■ Task description
Write out, character for character, the lines running from the one containing "Locate the steel" through the last line, inclusive.

--- START OF Task input ---

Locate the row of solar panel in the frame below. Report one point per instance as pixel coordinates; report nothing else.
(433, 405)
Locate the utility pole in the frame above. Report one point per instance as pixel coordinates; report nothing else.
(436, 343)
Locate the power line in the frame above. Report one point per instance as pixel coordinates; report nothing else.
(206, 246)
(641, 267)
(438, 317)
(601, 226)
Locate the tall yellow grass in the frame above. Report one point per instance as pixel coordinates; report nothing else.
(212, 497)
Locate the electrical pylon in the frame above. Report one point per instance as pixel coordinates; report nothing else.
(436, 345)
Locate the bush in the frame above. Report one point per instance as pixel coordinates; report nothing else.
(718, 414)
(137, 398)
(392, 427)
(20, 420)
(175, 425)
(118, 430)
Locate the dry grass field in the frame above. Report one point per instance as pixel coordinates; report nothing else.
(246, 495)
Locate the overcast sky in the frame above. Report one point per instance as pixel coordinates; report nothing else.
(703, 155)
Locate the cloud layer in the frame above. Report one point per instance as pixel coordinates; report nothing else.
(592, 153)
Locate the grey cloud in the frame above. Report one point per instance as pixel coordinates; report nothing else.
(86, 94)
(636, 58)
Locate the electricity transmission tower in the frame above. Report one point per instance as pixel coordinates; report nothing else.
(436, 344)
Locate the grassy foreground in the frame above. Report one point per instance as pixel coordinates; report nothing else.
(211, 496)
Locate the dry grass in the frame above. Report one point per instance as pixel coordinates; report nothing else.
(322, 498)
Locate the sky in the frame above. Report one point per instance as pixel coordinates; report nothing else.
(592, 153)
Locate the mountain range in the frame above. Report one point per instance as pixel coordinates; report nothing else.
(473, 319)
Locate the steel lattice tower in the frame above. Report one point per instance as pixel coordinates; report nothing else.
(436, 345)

--- END OF Task input ---

■ Task output
Locate the steel lattice tower in the frame above. Report one point per instance as pixel coordinates; report nothing else.
(436, 345)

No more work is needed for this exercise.